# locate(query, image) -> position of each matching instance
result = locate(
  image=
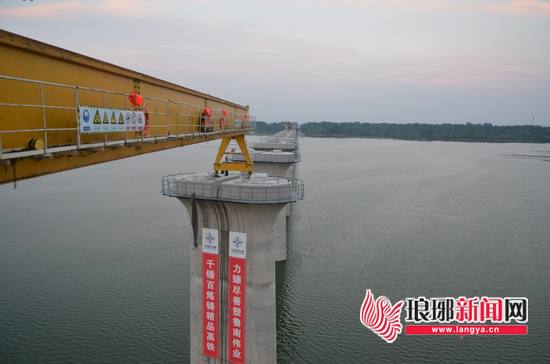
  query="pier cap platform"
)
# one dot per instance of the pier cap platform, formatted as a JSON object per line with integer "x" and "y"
{"x": 255, "y": 189}
{"x": 275, "y": 143}
{"x": 275, "y": 156}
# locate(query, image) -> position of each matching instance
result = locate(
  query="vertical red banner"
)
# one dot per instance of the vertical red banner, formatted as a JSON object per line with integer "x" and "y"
{"x": 237, "y": 298}
{"x": 210, "y": 293}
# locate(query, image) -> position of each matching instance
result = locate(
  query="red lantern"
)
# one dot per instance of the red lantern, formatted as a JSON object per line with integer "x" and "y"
{"x": 135, "y": 99}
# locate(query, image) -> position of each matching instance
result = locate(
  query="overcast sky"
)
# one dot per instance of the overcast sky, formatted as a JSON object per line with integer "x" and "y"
{"x": 335, "y": 60}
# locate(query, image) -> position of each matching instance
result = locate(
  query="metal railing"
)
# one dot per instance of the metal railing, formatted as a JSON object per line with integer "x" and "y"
{"x": 165, "y": 120}
{"x": 284, "y": 191}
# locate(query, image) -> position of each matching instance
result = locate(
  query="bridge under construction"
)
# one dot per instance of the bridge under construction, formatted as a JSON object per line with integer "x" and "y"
{"x": 61, "y": 110}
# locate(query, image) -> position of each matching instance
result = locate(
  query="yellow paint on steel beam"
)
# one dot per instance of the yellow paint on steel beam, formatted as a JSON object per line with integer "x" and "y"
{"x": 31, "y": 167}
{"x": 41, "y": 87}
{"x": 246, "y": 166}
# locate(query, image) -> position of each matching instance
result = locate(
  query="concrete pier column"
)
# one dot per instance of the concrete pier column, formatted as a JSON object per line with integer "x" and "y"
{"x": 275, "y": 164}
{"x": 233, "y": 205}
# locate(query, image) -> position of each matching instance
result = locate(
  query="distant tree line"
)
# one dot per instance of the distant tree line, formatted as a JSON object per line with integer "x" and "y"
{"x": 448, "y": 132}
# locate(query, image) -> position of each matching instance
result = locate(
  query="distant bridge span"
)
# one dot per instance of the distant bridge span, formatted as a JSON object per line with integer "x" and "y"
{"x": 48, "y": 94}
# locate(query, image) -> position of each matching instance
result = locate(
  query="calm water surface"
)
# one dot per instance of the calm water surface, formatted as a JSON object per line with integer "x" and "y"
{"x": 94, "y": 262}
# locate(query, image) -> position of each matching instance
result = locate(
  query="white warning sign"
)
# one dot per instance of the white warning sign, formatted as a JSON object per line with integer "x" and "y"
{"x": 101, "y": 120}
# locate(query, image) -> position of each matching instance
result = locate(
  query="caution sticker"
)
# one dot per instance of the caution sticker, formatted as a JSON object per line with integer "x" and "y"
{"x": 109, "y": 120}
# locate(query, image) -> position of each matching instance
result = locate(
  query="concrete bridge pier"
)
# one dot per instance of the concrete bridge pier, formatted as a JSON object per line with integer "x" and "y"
{"x": 275, "y": 164}
{"x": 236, "y": 214}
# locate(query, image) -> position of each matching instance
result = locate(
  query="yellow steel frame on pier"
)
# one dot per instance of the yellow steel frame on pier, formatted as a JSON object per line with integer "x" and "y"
{"x": 41, "y": 87}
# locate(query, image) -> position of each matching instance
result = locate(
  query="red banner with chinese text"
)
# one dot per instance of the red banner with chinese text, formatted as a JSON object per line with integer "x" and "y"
{"x": 237, "y": 298}
{"x": 210, "y": 293}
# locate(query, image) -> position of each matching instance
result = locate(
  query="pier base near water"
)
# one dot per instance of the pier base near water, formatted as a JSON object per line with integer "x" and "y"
{"x": 275, "y": 164}
{"x": 228, "y": 205}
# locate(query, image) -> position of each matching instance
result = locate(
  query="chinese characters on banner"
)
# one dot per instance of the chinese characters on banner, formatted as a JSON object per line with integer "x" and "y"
{"x": 102, "y": 120}
{"x": 210, "y": 293}
{"x": 237, "y": 297}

○ ○ ○ ○ ○

Transcribe each line of the material above verbatim, but do not include the images.

# locate(query, image) -> position of each matching instance
result = locate(
  image=
  query="pier cap platform"
)
# one dot per instance of the pier cap platform, formatted as a JSON object per line with integer "x" and "y"
{"x": 255, "y": 189}
{"x": 275, "y": 143}
{"x": 275, "y": 156}
# locate(query, image) -> position of each matching instance
result = locate(
  query="vertical red banner"
)
# one dot per instance of the vertical red banner, formatted as a JSON object per line with integer "x" and "y"
{"x": 237, "y": 298}
{"x": 210, "y": 293}
# locate(query, image) -> position of each matching instance
result = locate(
  query="red lantern"
)
# one dot per instance of the red lantern, formatted as a JSON object per line with integer "x" and "y"
{"x": 135, "y": 99}
# locate(query, image) -> position of each matching instance
result = locate(
  query="overcast sky"
)
# one dot per instance of the overcast sky, formatted as a JSON object per line with integer "x" and "y"
{"x": 335, "y": 60}
# locate(query, image) -> position of each matching instance
result = locate(
  query="metal railing"
)
# one dot per instance of the metal railing, formatted as a JSON object per line with integer "x" and "y"
{"x": 165, "y": 120}
{"x": 284, "y": 191}
# locate(query, image) -> position of each matching instance
result = locate(
  query="bridge under construction"
)
# one dot per instance of the bridge under construction, formatted as a JSON object per line with integer "x" and "y"
{"x": 61, "y": 110}
# locate(query, image) -> position of each matching instance
result = locate(
  query="yellow paint on steel beam"
)
# one dot per instance of the yellow paint on steel beam, formatted as a JSON object per line with integer "x" and "y"
{"x": 31, "y": 167}
{"x": 41, "y": 87}
{"x": 246, "y": 166}
# locate(query, image) -> position of each matching instance
result = locate(
  query="concrete pier column"
)
# one dot per instance of the concrete pier column, formatted as a JSON object per line with integer "x" and "y"
{"x": 275, "y": 164}
{"x": 233, "y": 205}
# locate(query, image) -> position of each matching instance
result = locate(
  query="distant tree line"
)
# one dot per instance of the distant tree line, formatted as a JSON object per line with integer "x" and "y"
{"x": 448, "y": 132}
# locate(query, image) -> position of each matching instance
result = locate(
  query="distant bridge span"
)
# one dot per instance of the distant bridge span, formatted as a JSON object per line with integer "x" and "y"
{"x": 48, "y": 94}
# locate(query, image) -> position of each matching instance
result = locate(
  query="calm water surface"
)
# one dot per instance of the calm water surface, formatted as a JSON object per line with integer "x" and "y"
{"x": 94, "y": 262}
# locate(query, image) -> position of each matching instance
result = locate(
  query="white warning sign"
)
# one dot per instance of the white warning sign, formatted as a JSON object per line with integer "x" and "y"
{"x": 101, "y": 120}
# locate(query, image) -> position of each matching instance
result = locate(
  query="caution sticker"
)
# one dot per instance of the caution sticker, formatted as a JSON object per line with integer "x" and "y"
{"x": 109, "y": 120}
# locate(query, image) -> position of each matching instance
result = locate(
  query="concrete bridge pier"
)
# one dot per instance of the concrete bridge pier, formatted as a JSON object per line with integer "x" and "y"
{"x": 275, "y": 164}
{"x": 236, "y": 214}
# locate(query, image) -> position of each matching instance
result = locate(
  query="yellow steel frame on pier"
)
# one dot per instance of the yellow steel frame on pier, formatted as a JSON object per line with integer "x" and "y"
{"x": 41, "y": 87}
# locate(query, image) -> position of each matching instance
result = locate(
  query="red banner with chinese text"
)
# one dot per instance of the red banner with chinese text, formatted as a JSON object per line with integer "x" and "y"
{"x": 237, "y": 298}
{"x": 210, "y": 293}
# locate(query, image) -> position of each matching instance
result = locate(
  query="pier base near water"
)
# one dot per instance of the pier base near water, formatted as a JSON object per line with integer "x" and "y"
{"x": 275, "y": 164}
{"x": 228, "y": 205}
# locate(query, image) -> position of each matching instance
result = locate(
  query="chinese characters on banner"
)
# one dot per instance of the chinese characters on banner, formatted as a JSON object per line with integer "x" and "y"
{"x": 102, "y": 120}
{"x": 210, "y": 293}
{"x": 237, "y": 297}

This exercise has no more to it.